▸ Records for this exercise:

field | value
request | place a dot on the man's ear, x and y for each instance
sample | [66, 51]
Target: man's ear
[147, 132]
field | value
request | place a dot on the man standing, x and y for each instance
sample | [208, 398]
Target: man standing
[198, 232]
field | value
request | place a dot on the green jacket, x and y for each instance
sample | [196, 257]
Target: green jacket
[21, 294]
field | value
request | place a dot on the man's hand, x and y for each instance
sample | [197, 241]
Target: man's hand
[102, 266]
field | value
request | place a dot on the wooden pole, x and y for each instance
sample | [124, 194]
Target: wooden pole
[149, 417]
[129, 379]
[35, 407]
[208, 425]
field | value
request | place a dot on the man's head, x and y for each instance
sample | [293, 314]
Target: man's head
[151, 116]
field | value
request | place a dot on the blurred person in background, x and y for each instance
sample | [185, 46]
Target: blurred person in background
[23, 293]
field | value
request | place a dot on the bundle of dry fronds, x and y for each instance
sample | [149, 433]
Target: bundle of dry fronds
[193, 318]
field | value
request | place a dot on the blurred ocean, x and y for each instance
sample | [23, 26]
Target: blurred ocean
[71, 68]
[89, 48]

--

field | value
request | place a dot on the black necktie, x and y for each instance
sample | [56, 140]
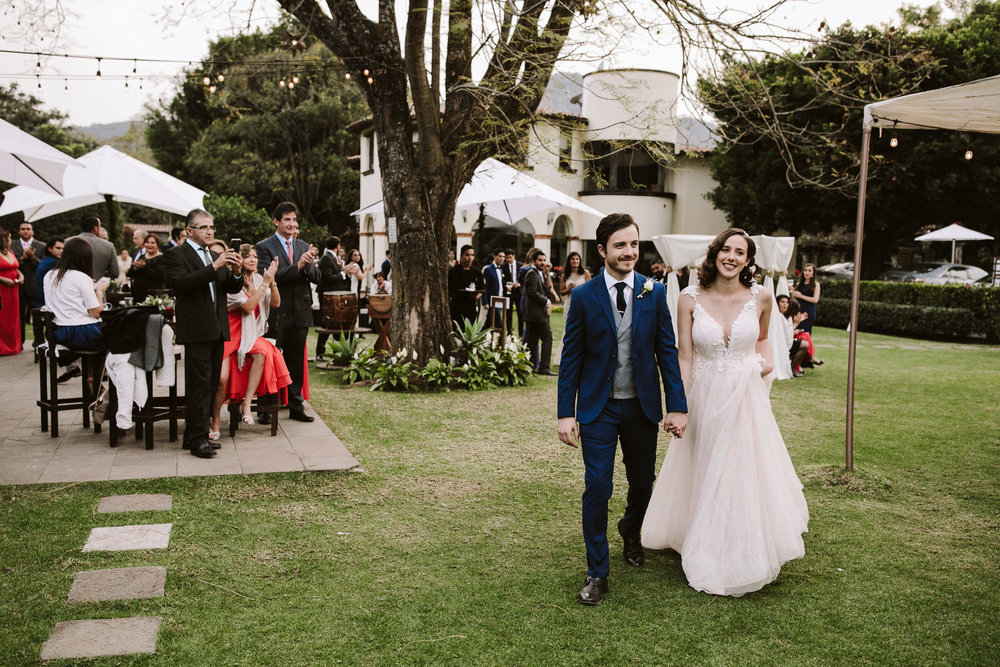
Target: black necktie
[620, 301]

▸ The task:
Count the rows above that contain the string "wooden", matching case exactly, and give only that number.

▸ Right answer:
2